==== Source information

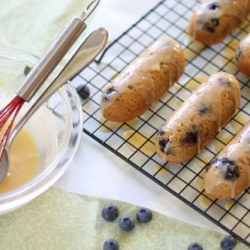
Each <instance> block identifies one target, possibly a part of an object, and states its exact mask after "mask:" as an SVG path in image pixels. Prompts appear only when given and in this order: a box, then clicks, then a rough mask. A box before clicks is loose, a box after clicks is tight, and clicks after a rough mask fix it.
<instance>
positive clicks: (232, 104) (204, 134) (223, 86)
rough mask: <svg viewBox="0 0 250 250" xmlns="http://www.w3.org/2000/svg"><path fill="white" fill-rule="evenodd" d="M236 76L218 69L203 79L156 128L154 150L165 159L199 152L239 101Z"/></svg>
mask: <svg viewBox="0 0 250 250" xmlns="http://www.w3.org/2000/svg"><path fill="white" fill-rule="evenodd" d="M240 98H241V94H240V86H239V82H238V81H237V80H236V78H235V77H234V76H233V75H231V74H229V73H226V72H218V73H215V74H213V75H212V76H210V77H209V78H208V79H207V80H206V81H205V82H203V83H202V84H201V85H200V86H199V87H198V88H197V89H196V90H195V91H194V92H193V93H192V94H191V95H190V96H189V97H188V99H186V100H185V101H184V102H183V103H182V104H181V106H180V107H179V108H178V109H177V110H176V111H175V112H174V113H173V114H172V115H171V116H170V117H169V119H168V120H167V121H166V123H165V124H164V125H163V126H161V127H160V128H159V129H158V132H157V135H156V152H157V154H158V155H159V156H160V157H161V158H162V159H163V160H165V161H169V162H178V163H182V162H186V161H189V160H190V159H192V158H193V157H194V156H195V155H196V154H197V153H199V152H200V151H201V150H202V149H203V148H204V147H205V146H206V145H207V144H208V143H209V142H210V141H211V140H212V139H213V137H214V136H215V135H216V133H217V132H218V131H219V130H220V129H221V128H222V127H224V126H225V125H227V123H228V122H229V120H230V119H231V118H232V116H233V115H234V114H235V112H236V111H237V109H238V108H239V105H240Z"/></svg>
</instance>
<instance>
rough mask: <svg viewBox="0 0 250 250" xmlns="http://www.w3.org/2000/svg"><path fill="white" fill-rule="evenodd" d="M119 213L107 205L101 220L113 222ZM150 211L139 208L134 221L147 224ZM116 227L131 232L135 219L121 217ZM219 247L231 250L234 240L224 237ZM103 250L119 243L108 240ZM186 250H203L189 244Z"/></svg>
mask: <svg viewBox="0 0 250 250" xmlns="http://www.w3.org/2000/svg"><path fill="white" fill-rule="evenodd" d="M118 215H119V212H118V208H117V206H115V205H113V204H108V205H106V206H105V207H104V208H103V209H102V218H103V219H104V220H106V221H114V220H116V219H117V218H118ZM152 217H153V214H152V211H151V210H150V209H148V208H140V209H138V210H137V212H136V219H137V220H138V221H139V222H140V223H148V222H149V221H151V220H152ZM118 225H119V227H120V229H121V230H123V231H131V230H132V229H133V228H134V227H135V219H134V217H132V216H130V215H123V216H121V217H120V218H119V220H118ZM220 246H221V249H222V250H232V249H234V247H235V246H236V240H235V238H233V237H232V236H226V237H224V238H223V239H222V240H221V242H220ZM103 250H119V243H118V241H117V240H115V239H108V240H106V241H105V242H104V244H103ZM187 250H203V247H202V245H201V244H199V243H197V242H193V243H191V244H190V245H189V246H188V248H187Z"/></svg>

========

The problem: Give an exact copy of the lines from the one with "213L107 205L101 220L113" through the end of the entries, both ends included.

Task solution:
rough mask: <svg viewBox="0 0 250 250" xmlns="http://www.w3.org/2000/svg"><path fill="white" fill-rule="evenodd" d="M119 213L107 205L101 220L113 222ZM150 211L139 208L134 221L147 224ZM116 227L131 232L135 219L121 217ZM219 247L231 250L234 240L224 237ZM103 250L119 243L108 240ZM186 250H203L189 244Z"/></svg>
mask: <svg viewBox="0 0 250 250" xmlns="http://www.w3.org/2000/svg"><path fill="white" fill-rule="evenodd" d="M118 215H119V212H118V208H117V206H115V205H113V204H108V205H106V206H105V207H104V208H103V209H102V218H103V219H104V220H106V221H114V220H116V219H117V218H118ZM152 217H153V214H152V211H151V210H150V209H148V208H140V209H138V210H137V212H136V219H137V220H138V221H139V222H140V223H148V222H149V221H151V220H152ZM118 225H119V227H120V229H121V230H123V231H131V230H132V229H133V228H134V227H135V219H134V217H132V216H130V215H123V216H121V217H120V218H119V220H118ZM220 246H221V249H222V250H232V249H234V247H235V246H236V240H235V238H233V237H232V236H226V237H224V238H223V239H222V240H221V242H220ZM103 250H119V243H118V241H117V240H115V239H108V240H106V241H105V242H104V244H103ZM187 250H203V247H202V245H201V244H199V243H197V242H193V243H191V244H190V245H189V246H188V248H187Z"/></svg>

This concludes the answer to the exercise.